Provided passage -
>>>>
Re: Gist indexing performance with cidr types

From: Emre Hasegeli <emre(at)hasegeli(dot)com>
To: Henrik Thostrup Jensen <htj(at)nordu(dot)net>
Cc: pgsql-performance <pgsql-performance(at)postgresql(dot)org>, Jeff Janes <jeff(dot)janes(at)gmail(dot)com>, Tom Lane <tgl(at)sss(dot)pgh(dot)pa(dot)us>, Andreas Karlsson <andreas(at)proxel(dot)se>
Subject: Re: Gist indexing performance with cidr types
Date: 2015-08-27 16:05:06
Message-ID: CAE2gYzz_Fr6PqHEN4dan_E5v+BGVyz4VSHdthxqQ2=Ay+F4_mQ@mail.gmail.com
Views: Raw Message | Whole Thread | Download mbox | Resend email
Thread:
Lists: pgsql-performance

> Nothing really interesting here though.

I think the slowdown is not related with the key your searched for,
but the organisation of the index. We have a simple structure for
the index keys. Basically, common bits of the child nodes are stored
on the parent node. It leads to not efficient indexes, where there
are too much values with the same prefix. I couldn't quite understand
why it performs so bad, though. You might have better luck with
ip4r extension [1] or creating an index using the range types like
this:

> # create type inetrange as range (subtype = inet);
> CREATE TYPE
>
> # create function cidr_to_range(cidr) returns inetrange language sql as 'select inetrange(set_masklen($1::inet, 0), set_masklen(broadcast($1), 0))';
> CREATE FUNCTION
>
> # create index on routes using gist ((cidr_to_range(route)));
> CREATE INDEX
>
> # explain analyze select * from routes where cidr_to_range(route) && cidr_to_range('160.75/16');
> QUERY PLAN
> ----------
> Bitmap Heap Scan on routes (cost=864.50..18591.45 rows=21173 width=19) (actual time=7.249..7.258 rows=7 loops=1)
<<<<
List of tasks -
- 1) Reproduce the mailing list reply on GiST indexing performance word for word, from "From: Emre Hasegeli" to "interesting here though.".
- 2) Render into German the following sentence from the mailing list reply on GiST indexing performance: "Basically, common bits of the child nodes are stored on the parent node."

Entries supplied -
>>>>
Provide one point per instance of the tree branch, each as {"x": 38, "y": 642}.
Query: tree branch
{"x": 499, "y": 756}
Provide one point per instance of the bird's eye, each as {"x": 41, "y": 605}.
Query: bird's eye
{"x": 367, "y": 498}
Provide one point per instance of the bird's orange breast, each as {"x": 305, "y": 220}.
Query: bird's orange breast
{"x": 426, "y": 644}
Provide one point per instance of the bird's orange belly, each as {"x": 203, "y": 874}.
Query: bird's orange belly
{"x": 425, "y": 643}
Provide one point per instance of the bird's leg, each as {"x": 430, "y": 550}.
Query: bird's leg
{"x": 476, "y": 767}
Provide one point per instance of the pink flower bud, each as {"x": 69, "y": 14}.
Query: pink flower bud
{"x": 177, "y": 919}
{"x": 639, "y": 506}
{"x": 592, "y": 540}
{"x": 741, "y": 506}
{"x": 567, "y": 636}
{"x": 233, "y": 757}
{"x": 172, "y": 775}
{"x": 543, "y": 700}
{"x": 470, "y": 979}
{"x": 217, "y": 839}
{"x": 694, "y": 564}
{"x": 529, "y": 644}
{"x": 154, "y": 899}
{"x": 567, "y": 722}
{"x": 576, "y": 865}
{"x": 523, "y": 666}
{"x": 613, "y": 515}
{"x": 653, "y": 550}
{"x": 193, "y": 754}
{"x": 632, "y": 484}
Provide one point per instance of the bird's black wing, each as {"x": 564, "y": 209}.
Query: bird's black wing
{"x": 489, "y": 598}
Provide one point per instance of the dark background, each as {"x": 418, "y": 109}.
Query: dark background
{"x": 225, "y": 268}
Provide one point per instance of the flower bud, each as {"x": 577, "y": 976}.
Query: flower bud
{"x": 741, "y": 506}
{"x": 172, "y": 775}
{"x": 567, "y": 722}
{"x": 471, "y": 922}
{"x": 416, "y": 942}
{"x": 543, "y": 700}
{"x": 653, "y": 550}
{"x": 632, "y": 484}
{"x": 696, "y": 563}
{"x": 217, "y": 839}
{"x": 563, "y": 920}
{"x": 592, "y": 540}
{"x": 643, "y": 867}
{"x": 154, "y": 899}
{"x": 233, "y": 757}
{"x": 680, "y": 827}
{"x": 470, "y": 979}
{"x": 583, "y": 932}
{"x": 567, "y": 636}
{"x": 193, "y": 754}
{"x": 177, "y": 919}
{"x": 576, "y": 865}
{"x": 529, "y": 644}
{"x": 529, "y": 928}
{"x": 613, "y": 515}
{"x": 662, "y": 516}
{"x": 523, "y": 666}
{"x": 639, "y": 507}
<<<<
Responses to the exercise -
- 1)
From: Emre Hasegeli <emre(at)hasegeli(dot)com>
To: Henrik Thostrup Jensen <htj(at)nordu(dot)net>
Cc: pgsql-performance <pgsql-performance(at)postgresql(dot)org>, Jeff Janes <jeff(dot)janes(at)gmail(dot)com>, Tom Lane <tgl(at)sss(dot)pgh(dot)pa(dot)us>, Andreas Karlsson <andreas(at)proxel(dot)se>
Subject: Re: Gist indexing performance with cidr types
Date: 2015-08-27 16:05:06
Message-ID: CAE2gYzz_Fr6PqHEN4dan_E5v+BGVyz4VSHdthxqQ2=Ay+F4_mQ@mail.gmail.com
Views: Raw Message | Whole Thread | Download mbox | Resend email
Thread:
Lists: pgsql-performance

> Nothing really interesting here though.

- 2) Im Grunde werden gemeinsame Bits der Kindknoten im Elternknoten gespeichert.